TEKS PILIHAN -
==============================
Kepentingan Akar Rumput dan Konflik Elite

Wednesday, June 04, 2014 Standy Christianto 0 Comments

Tidak semua paham dengan benturan. Juga tidak semua merasakan benturan. Dalam struktur masyarakat juga demikian. Saya suka membagi  struktur menjadi dua, kelompok elite dan kelompok akar rumput. Kelompok elite ini yang disebut memiliki jabatan dan kuasa, dan kelompok akar rumpur adalah kelompok yang tidak memiliki kepentingan jabatan dan kuasa. Atau dalam bahasa yang lebih sederhana, kelompok atas dan bawah.
Konflik elitis berkutat pada konflik yang bersifat kekuasaan, yang sebenarnya konflik yang itu-itu saja. Misalnya pembagian kekuasaan, gengsi jabatan, dan uang. Para elite punya quotes andalan “posisi yang semakin tinggi akan semakin banyak angin yang menghempas” entah apa yang diperjuangkan oleh para elite, namun konflik itu yang akan terjadi itu-itu saja.
==============================
TUJUAN LATIHAN -
Salin persis bagian teks pilihan mulai dari "Tidak semua paham" sampai dengan "terjadi itu-itu saja.", termasuk kedua kata batas itu. Baris-baris data tidak berkaitan dengan teks pilihan di atas.
==============================
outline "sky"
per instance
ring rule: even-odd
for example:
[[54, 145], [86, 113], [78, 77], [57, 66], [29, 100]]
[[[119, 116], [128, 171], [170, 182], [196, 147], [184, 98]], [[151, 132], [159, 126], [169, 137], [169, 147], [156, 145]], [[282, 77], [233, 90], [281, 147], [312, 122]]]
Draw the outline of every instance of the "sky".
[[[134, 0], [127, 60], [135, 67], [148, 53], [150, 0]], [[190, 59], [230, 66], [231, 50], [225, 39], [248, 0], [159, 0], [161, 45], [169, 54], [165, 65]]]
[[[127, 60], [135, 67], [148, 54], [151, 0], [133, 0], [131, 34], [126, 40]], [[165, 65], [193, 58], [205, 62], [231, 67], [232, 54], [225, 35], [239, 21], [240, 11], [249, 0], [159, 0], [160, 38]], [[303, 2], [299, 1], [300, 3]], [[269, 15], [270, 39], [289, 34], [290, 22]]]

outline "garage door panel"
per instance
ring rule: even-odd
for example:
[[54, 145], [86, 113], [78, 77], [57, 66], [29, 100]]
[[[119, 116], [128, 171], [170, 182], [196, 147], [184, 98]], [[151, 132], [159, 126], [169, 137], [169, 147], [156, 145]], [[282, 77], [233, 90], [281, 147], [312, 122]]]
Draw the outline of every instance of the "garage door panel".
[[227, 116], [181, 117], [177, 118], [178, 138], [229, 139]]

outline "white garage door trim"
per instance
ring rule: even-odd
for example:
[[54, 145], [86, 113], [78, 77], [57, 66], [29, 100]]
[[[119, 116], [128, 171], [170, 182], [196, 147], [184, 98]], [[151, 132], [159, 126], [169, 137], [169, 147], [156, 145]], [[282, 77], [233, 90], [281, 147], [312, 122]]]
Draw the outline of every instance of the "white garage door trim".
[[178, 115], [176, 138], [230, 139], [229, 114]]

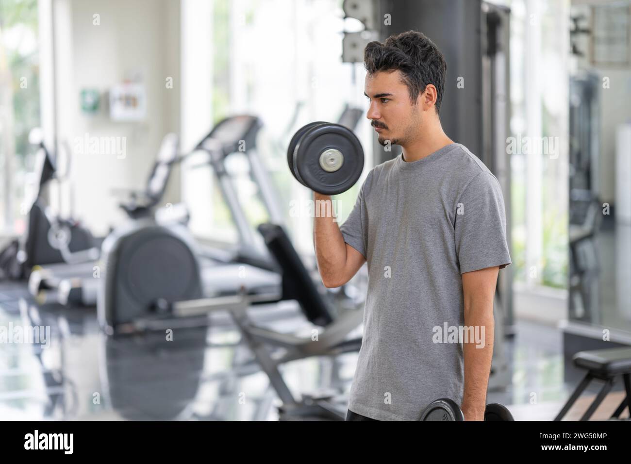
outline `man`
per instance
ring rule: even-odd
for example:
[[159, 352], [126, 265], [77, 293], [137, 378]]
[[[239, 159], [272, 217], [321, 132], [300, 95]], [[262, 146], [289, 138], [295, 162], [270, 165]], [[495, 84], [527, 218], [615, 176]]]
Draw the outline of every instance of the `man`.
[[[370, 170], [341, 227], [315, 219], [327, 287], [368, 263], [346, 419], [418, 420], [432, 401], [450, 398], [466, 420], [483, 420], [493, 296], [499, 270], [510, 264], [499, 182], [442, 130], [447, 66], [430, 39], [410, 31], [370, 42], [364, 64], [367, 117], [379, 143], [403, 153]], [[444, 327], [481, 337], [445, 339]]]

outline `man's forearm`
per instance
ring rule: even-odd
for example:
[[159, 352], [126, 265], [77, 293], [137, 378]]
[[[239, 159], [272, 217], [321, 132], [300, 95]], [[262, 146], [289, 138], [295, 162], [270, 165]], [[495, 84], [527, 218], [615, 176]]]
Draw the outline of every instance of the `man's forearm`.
==============================
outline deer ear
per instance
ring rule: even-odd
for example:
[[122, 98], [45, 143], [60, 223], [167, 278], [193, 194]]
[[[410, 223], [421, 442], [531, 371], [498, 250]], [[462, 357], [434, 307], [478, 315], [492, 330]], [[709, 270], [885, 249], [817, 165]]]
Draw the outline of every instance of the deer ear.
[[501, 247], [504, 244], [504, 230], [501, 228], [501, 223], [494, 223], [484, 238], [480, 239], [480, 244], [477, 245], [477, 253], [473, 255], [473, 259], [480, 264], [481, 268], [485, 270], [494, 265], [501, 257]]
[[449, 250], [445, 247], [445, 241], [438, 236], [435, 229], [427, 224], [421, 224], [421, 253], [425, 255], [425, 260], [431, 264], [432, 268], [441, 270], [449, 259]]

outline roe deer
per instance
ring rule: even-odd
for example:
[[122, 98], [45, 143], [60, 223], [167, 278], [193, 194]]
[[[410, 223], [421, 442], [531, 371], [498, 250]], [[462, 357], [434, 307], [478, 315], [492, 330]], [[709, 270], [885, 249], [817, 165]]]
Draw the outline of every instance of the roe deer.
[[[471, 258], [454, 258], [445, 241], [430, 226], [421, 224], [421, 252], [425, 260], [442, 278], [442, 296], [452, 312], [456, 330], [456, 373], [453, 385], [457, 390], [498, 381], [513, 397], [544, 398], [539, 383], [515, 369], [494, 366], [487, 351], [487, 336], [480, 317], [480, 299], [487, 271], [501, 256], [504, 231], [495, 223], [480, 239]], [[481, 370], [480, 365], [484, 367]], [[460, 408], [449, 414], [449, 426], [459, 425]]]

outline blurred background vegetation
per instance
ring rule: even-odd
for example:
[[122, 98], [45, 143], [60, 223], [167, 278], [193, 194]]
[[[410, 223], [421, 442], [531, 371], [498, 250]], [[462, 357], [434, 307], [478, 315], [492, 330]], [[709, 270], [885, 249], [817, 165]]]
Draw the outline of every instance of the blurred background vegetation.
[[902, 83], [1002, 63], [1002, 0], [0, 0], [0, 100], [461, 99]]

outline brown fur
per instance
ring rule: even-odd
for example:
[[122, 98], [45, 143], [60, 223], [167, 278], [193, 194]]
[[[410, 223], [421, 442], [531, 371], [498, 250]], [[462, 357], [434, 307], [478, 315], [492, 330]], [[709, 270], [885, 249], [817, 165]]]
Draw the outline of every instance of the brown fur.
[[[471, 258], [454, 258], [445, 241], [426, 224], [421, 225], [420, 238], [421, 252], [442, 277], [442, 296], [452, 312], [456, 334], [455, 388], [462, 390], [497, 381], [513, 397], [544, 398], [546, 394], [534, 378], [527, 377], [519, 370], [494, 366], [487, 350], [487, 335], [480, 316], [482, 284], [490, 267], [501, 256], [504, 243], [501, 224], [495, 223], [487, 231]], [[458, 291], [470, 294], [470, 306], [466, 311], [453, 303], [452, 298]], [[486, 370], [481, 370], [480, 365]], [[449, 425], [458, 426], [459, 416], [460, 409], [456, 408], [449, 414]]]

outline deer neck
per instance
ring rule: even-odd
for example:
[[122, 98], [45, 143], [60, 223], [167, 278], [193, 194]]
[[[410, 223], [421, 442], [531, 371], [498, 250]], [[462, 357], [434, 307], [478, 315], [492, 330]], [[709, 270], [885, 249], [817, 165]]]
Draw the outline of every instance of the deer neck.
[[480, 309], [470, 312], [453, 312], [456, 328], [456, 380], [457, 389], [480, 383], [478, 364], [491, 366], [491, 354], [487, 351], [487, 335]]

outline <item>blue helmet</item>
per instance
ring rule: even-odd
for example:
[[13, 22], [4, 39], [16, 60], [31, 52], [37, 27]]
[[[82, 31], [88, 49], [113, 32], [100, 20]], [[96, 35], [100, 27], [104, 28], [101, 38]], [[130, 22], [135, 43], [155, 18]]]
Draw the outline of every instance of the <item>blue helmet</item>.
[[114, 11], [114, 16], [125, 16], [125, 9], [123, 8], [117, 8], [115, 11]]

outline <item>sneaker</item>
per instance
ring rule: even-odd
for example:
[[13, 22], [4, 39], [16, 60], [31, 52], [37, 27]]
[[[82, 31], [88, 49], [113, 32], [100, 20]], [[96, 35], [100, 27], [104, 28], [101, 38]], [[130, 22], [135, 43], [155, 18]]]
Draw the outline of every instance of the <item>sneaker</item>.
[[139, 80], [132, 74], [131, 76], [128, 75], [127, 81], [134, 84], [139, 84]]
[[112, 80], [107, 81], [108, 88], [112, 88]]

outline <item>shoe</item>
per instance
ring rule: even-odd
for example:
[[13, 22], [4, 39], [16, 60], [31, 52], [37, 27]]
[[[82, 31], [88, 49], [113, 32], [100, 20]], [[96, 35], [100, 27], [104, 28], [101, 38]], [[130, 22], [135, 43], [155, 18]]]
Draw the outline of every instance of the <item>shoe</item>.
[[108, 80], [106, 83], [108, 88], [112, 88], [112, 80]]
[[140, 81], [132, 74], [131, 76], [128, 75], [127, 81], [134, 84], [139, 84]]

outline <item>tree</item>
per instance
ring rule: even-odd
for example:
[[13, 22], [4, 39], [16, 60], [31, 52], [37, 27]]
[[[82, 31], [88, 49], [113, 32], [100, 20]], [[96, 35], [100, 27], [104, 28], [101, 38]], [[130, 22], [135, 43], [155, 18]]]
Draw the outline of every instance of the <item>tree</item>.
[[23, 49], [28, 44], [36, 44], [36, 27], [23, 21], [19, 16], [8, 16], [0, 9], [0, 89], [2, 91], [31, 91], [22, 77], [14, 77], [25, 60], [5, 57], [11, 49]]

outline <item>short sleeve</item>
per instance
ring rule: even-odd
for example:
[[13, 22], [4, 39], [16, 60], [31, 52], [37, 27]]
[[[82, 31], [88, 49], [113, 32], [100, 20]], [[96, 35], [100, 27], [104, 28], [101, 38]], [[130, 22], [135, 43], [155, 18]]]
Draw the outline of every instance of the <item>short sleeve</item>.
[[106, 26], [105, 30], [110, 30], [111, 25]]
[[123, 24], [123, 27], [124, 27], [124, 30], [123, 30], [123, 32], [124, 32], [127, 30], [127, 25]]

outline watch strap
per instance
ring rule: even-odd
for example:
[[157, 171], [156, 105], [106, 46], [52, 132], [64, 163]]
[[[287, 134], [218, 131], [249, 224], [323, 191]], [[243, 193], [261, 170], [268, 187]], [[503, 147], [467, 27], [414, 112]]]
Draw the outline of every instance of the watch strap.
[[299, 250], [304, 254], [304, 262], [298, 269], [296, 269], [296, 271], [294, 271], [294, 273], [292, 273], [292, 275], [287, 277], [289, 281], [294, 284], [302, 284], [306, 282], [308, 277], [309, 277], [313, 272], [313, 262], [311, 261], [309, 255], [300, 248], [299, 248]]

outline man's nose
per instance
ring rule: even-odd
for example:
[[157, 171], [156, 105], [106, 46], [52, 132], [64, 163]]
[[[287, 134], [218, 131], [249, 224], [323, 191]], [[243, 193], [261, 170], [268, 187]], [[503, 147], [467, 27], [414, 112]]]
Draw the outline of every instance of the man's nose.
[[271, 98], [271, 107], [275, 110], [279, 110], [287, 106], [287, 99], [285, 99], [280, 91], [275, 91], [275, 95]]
==============================
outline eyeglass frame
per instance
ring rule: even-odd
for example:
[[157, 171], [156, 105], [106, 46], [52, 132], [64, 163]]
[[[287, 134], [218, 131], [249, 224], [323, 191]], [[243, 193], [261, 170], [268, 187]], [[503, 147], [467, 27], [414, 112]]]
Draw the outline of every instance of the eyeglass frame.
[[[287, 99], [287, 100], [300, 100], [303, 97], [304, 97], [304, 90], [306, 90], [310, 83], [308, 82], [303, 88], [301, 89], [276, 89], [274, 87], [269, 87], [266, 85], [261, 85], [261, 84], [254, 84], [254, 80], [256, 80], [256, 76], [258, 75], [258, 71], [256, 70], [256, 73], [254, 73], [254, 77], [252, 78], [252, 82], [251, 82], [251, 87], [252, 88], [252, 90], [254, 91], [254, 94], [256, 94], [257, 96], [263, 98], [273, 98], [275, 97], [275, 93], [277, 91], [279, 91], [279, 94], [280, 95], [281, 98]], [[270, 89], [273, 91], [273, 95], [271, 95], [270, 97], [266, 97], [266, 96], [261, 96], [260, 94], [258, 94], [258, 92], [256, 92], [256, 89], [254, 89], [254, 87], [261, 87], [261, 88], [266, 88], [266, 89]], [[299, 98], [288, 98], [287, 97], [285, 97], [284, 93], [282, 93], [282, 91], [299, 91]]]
==============================
HASIL LATIHAN -
Tidak semua paham dengan benturan. Juga tidak semua merasakan benturan. Dalam struktur masyarakat juga demikian. Saya suka membagi  struktur menjadi dua, kelompok elite dan kelompok akar rumput. Kelompok elite ini yang disebut memiliki jabatan dan kuasa, dan kelompok akar rumpur adalah kelompok yang tidak memiliki kepentingan jabatan dan kuasa. Atau dalam bahasa yang lebih sederhana, kelompok atas dan bawah.
Konflik elitis berkutat pada konflik yang bersifat kekuasaan, yang sebenarnya konflik yang itu-itu saja. Misalnya pembagian kekuasaan, gengsi jabatan, dan uang. Para elite punya quotes andalan “posisi yang semakin tinggi akan semakin banyak angin yang menghempas” entah apa yang diperjuangkan oleh para elite, namun konflik itu yang akan terjadi itu-itu saja.